Being an electrician's daughter, I had half an idea what might have gone wrong with my favourite toy. Having already left home, I conjured up some lame excuse of wanting to catch up with my folks - why not make a night of it and sleep over? I waited until both parents had hit the sack - gave them half an hour to doze off - then went in search of my old man's soldering iron. I found it in the cubby hole, together with the solder and the bit resin stuff. Brimming with confidence in my Mad Soldering Skilz, I set about the minor surgical procedure.

Scalpel to the BOTTOM END, rotating 45 degrees.........
Expansion clamps in situ...........

Solder/surgery complete success. I bandaged the gaping wound with thick black NCB insulating tape (very fetching).

I tentatively turned the end, not sure what reaction to expect.....
+++++
**Assigned task 1**
In the soldering story, where did the narrator find the soldering iron?
**Assigned task 2**
Repeat word for word the stretch of the soldering story from "Being an electrician's" through "tape (very fetching).".

**Data to examine**
+++++
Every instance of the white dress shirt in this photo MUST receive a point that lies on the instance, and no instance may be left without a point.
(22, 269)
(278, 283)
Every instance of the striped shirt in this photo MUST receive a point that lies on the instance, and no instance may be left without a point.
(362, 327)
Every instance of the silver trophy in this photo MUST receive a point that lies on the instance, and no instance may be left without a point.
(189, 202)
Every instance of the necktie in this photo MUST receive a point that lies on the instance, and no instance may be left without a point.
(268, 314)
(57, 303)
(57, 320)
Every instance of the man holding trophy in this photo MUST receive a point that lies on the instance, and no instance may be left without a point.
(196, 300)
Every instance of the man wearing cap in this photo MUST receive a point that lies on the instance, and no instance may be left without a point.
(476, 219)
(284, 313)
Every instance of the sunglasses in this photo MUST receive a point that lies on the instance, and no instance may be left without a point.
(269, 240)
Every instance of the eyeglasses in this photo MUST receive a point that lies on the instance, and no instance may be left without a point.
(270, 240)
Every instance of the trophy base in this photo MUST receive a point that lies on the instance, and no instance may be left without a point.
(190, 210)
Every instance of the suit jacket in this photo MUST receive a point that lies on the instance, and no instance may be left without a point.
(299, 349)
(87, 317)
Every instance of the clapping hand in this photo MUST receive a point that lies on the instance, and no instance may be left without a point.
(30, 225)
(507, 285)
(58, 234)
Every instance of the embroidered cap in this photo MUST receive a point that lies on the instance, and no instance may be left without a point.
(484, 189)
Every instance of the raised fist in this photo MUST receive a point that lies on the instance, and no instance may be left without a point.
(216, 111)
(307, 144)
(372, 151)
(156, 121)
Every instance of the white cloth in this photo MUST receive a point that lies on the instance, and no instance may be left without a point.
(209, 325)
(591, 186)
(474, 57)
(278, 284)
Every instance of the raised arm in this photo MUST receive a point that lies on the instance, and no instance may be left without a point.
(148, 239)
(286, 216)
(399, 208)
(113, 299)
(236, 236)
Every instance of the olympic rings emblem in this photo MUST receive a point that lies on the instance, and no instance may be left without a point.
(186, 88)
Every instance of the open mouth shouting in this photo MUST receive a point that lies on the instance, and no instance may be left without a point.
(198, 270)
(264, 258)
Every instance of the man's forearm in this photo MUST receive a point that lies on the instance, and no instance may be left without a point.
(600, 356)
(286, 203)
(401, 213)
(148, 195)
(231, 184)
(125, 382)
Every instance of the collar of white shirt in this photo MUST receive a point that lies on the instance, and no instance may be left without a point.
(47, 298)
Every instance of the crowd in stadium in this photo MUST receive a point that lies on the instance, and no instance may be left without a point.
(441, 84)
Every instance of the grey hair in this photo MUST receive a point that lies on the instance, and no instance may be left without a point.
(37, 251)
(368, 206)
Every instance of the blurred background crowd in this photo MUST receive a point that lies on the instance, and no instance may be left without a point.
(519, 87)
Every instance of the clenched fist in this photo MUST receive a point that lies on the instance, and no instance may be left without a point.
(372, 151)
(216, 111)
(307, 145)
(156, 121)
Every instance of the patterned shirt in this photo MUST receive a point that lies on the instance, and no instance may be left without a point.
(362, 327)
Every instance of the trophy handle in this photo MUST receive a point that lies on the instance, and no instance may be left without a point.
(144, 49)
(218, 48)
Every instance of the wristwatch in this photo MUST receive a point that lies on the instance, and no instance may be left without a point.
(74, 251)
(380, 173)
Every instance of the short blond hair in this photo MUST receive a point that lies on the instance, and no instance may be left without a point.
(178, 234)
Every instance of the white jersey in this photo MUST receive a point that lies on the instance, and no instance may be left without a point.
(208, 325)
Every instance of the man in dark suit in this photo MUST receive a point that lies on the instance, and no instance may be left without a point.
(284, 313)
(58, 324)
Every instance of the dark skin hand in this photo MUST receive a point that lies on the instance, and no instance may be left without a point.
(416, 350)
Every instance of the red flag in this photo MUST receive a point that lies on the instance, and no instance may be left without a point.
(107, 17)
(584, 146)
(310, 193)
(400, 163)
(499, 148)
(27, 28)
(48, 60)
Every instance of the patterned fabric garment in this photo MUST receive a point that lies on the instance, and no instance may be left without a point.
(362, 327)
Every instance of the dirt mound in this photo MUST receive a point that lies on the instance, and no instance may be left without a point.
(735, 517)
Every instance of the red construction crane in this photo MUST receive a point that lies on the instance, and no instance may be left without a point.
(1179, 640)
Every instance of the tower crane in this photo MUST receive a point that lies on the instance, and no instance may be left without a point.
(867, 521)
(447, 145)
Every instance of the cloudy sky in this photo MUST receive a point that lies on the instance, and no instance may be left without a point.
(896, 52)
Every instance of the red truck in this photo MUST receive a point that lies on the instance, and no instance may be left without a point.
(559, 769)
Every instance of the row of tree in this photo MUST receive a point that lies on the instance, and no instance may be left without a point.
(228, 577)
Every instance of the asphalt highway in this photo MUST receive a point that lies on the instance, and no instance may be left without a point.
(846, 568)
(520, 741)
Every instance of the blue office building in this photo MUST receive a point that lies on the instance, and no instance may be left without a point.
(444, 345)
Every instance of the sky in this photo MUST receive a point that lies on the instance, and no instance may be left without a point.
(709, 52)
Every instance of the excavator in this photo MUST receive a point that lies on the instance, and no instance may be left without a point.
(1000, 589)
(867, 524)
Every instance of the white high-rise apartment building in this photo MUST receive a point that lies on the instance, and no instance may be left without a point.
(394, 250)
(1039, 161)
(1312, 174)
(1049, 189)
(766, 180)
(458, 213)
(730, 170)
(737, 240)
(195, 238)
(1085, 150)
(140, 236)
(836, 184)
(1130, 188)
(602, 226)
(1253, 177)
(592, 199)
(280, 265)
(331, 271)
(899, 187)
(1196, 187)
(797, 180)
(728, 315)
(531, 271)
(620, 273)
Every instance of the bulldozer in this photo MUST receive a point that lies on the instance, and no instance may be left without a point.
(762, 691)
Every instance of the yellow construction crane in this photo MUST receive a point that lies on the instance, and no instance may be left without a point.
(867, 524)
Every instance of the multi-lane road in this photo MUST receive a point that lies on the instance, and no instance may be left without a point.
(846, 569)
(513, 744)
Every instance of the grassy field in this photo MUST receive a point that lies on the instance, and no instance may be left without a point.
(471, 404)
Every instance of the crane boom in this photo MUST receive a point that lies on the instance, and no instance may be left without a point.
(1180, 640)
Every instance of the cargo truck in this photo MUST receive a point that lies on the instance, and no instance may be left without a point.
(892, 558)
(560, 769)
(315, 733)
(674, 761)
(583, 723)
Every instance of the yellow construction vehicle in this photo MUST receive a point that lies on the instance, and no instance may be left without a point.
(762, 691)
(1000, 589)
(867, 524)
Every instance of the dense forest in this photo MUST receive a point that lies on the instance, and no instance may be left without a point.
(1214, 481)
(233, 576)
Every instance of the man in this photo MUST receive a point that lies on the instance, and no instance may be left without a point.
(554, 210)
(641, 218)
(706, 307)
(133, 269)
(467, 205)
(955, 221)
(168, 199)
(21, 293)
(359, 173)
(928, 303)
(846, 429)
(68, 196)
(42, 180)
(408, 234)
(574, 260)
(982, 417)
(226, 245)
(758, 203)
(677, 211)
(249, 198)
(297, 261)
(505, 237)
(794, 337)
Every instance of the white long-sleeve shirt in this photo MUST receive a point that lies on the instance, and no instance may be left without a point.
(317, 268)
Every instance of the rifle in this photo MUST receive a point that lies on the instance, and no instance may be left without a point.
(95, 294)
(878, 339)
+++++
**Answer section 1**
In the cubby hole, together with the solder and the bit of resin stuff.

**Answer section 2**
Being an electrician's daughter, I had half an idea what might have gone wrong with my favourite toy. Having already left home, I conjured up some lame excuse of wanting to catch up with my folks - why not make a night of it and sleep over? I waited until both parents had hit the sack - gave them half an hour to doze off - then went in search of my old man's soldering iron. I found it in the cubby hole, together with the solder and the bit resin stuff. Brimming with confidence in my Mad Soldering Skilz, I set about the minor surgical procedure.

Scalpel to the BOTTOM END, rotating 45 degrees.........
Expansion clamps in situ...........

Solder/surgery complete success. I bandaged the gaping wound with thick black NCB insulating tape (very fetching).